:: Work to do ::
1. Retype the thread about a lens for the 50D from "## Admin US" up to and including "body on lenses.", without changing anything.
2. Write the next part of the thread about a lens for the 50D, starting right after its last line.

:: Source extract ::

--- START ---

# Lens for 50D?



## Tasneem (Apr 10, 2011)

Hello,

I bought a second-hand 50D body today, What is the best lens (under $550)?
I want a multi purpose lense.

And if you please tell me what memory cards works best with this camea?

Thanks


----------



## Admin US West (Apr 10, 2011)

Any compact flash will work with the camera. Just pickup a couple of inexpensive 8 GB compact flash cards, and you will be fine. You won't need the latest and greatest, they will not work faster in your camera.

for example 

http://www.adorama.com/ILXCF8GB2P2.html

As for lens, that is the most important part, much more important than the body selection. Many spend several times the cost of the body on lenses.

However, for under $500, I'd buy the 18-55mm IS and the 55-250mm IS. If money allows, add the bargain priced 50mm f/1.8. At some point, you will want to move up to the big $$$ lenses, but wait for a couple of years.

Good Luck.

--- END ---

:: Stored data ::
--- START ---

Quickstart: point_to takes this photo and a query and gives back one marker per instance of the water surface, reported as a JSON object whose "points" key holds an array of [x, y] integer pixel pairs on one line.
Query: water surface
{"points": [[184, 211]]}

--- END ---

:: Task-by-task answers ::
1.
## Admin US West (Apr 10, 2011)

Any compact flash will work with the camera. Just pickup a couple of inexpensive 8 GB compact flash cards, and you will be fine. You won't need the latest and greatest, they will not work faster in your camera.

for example 

http://www.adorama.com/ILXCF8GB2P2.html

As for lens, that is the most important part, much more important than the body selection. Many spend several times the cost of the body on lenses.

2.
----------



## 87vr6 (Apr 10, 2011)

Either of these would be a nice addition:


17-85 for a decent wide to short tele
http://www.the-digital-picture.com/Reviews/Canon-EF-S-17-85mm-f-4-5.6-IS-USM-Lens-Review.aspx

or a normal to medium tele:
http://www.the-digital-picture.com/Reviews/Canon-EF-28-135mm-f-3.5-5.6-IS-USM-Lens-Review.aspx


----------



## fotografiasi (Apr 11, 2011)

My recommendation for you is to get the Canon 28 1.8. It's 530$. You'll not regret the choice. The next step is the Canon 85 1.8. Don't waste your money on that zooms. Latter when you'll move to full frame those lenses would still work and will smooth the transition. Doing it in this way the lost money in the process will be most minimized, but most important is the skill you will develop


----------



## Tasneem (Apr 11, 2011)

Thank you all... helpful replies.

I decided to by one of the following lenses: (still confused :-\)
Canon EF-S 15-85mm
Canon EF 50mm f1.4 USM
Canon EF 85mm f/1.8 USM

I'll get only one lens now, then additional lens every 6-9 months.


----------



## HughHowey (Apr 11, 2011)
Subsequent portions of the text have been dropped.